Entscheidungsstichwort (Thema)
Fahrzeugkaufvertrag: Schadenersatzanspruch aufgrund der Behauptung unzulässiger Abschalteinrichtungen
Leitsatz (amtlich)
1. Es fehlt bei dem Einsatz einer temperaturabhängigen Steuerung des Emissionskontrollsystems an einem arglistigen Vorgehen eines Automobilherstellers, das die Qualifikation seines Verhaltens als objektiv sittenwidrig rechtfertigen würde, wenn die in einem Fahrzeug eingesetzte temperaturbeeinflusste Steuerung der Abgasrückführung nicht danach unterscheidet, ob sich das Fahrzeug auf dem Prüfstand oder im normalen Fahrbetrieb befindet. (Rn. 29)
2. Eine Prüfzykluserkennung ist nur unzulässig, wenn sie dazu benutzt wird, die Funktion eines Teils des Emissionskontrollsystems so zu verändern, dass deren Wirksamkeit im normalen Fahrbetrieb verringert wird. (Rn. 39)
Normenkette
BGB § 826
Verfahrensgang
LG Gießen (Urteil vom 03.12.2019; Aktenzeichen 2 O 483/19) |
Tenor
Die Berufung des Klägers gegen das Urteil der 2. Zivilkammer des Landgerichts Gießen vom 3.12.2019 wird zurückgewiesen.
Das Urteil des Landgerichts wird ohne Sicherheitsleistung für vorläufig vollstreckbar erklärt.
Die Kosten des Berufungsverfahrens hat der Kläger zu tragen.
Die Revision wird nicht zugelassen.
Das Urteil ist vorläufig vollstreckbar.
Gründe
I. Der Kläger nimmt die Beklagte im Zusammenhang mit dem Dieselskandal auf Schadensersatz in Anspruch.
Der Kläger erwarb am 27.4.2015 den von der Beklagten hergestellten streitgegenständlichen PKW - einen VW Golf "Comfortline" 77 kW - als Gebrauchtwagen zum Preis von 18.600,- Euro. Das Fahrzeug ist nicht mit dem Motor EA 189 ausgestattet, sondern mit dem ebenfalls von der Beklagten hergestellten Motor EA 288 der Schadstoffklasse EU 5.
Für das Fahrzeug des Klägers ist kein Rückruf durch das KBA angeordnet worden.

§ Datenauszug
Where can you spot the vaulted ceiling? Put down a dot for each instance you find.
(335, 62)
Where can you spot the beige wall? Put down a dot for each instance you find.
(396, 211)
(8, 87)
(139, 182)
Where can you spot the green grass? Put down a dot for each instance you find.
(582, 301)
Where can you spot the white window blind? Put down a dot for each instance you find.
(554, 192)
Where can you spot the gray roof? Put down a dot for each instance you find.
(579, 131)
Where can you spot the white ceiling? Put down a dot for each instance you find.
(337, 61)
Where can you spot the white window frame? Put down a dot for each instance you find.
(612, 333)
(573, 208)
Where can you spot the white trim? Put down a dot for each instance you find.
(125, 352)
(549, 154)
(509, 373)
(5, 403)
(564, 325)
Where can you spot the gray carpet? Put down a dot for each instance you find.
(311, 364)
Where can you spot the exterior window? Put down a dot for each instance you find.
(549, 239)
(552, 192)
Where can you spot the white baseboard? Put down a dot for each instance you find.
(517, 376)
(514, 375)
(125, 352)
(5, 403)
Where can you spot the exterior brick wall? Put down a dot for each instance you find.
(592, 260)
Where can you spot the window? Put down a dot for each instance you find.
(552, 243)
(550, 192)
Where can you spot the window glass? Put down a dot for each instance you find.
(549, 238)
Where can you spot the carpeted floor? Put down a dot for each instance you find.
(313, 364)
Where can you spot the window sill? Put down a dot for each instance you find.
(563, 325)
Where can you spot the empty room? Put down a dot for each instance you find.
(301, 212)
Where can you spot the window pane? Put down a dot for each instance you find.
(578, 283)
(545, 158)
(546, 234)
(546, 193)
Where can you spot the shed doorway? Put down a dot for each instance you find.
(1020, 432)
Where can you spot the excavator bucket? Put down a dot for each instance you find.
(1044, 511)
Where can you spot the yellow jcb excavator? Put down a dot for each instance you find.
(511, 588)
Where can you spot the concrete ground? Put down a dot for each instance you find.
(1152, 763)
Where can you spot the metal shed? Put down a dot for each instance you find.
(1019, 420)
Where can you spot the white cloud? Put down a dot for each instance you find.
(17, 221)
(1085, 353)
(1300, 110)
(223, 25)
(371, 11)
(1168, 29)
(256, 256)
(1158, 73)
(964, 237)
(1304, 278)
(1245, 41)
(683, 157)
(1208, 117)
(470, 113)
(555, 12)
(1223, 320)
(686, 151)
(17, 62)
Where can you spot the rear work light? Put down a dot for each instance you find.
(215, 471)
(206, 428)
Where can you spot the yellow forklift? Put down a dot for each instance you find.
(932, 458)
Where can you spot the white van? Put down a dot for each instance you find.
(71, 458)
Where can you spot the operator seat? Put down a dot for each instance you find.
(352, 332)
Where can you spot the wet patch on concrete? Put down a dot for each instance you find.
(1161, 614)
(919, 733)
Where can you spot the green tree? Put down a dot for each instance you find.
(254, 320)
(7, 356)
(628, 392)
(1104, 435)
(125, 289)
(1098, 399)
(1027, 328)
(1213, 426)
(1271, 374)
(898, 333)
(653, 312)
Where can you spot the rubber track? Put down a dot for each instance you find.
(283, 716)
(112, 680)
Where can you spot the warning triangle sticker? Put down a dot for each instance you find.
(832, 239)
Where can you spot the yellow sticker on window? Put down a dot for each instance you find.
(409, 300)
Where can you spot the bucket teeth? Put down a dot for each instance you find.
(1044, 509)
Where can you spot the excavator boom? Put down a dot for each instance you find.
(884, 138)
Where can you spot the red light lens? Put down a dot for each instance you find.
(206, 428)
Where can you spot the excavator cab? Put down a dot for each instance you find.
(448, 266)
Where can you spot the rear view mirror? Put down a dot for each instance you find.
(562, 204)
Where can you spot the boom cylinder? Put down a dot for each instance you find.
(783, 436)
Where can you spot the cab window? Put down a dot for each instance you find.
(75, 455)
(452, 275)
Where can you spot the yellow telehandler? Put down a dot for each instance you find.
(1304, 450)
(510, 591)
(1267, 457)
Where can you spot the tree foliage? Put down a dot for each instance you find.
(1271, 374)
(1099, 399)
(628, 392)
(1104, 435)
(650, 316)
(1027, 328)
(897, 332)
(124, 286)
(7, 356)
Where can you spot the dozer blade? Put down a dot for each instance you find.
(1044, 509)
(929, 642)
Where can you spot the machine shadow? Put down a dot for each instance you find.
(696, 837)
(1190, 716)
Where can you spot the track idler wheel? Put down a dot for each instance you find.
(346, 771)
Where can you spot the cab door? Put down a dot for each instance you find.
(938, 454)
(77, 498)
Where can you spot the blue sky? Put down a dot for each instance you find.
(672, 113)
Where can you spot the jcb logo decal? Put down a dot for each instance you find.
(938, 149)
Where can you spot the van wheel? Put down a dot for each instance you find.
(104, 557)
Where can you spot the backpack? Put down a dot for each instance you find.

§ Ihre Aufgaben
(1) Zu welchem Preis erwarb der Kläger laut dem Textauszug das streitgegenständliche Fahrzeug?
(2) Ziehen Sie aus der Auflistung jede Zeile heraus, die das Wort „ceiling“ enthält. Groß- und Kleinschreibung ist dabei zu beachten.

§ Ergebnisse je Aufgabe
(1) Zum Preis von 18.600,- Euro.

(2)
Where can you spot the vaulted ceiling? Put down a dot for each instance you find.
Where can you spot the white ceiling? Put down a dot for each instance you find.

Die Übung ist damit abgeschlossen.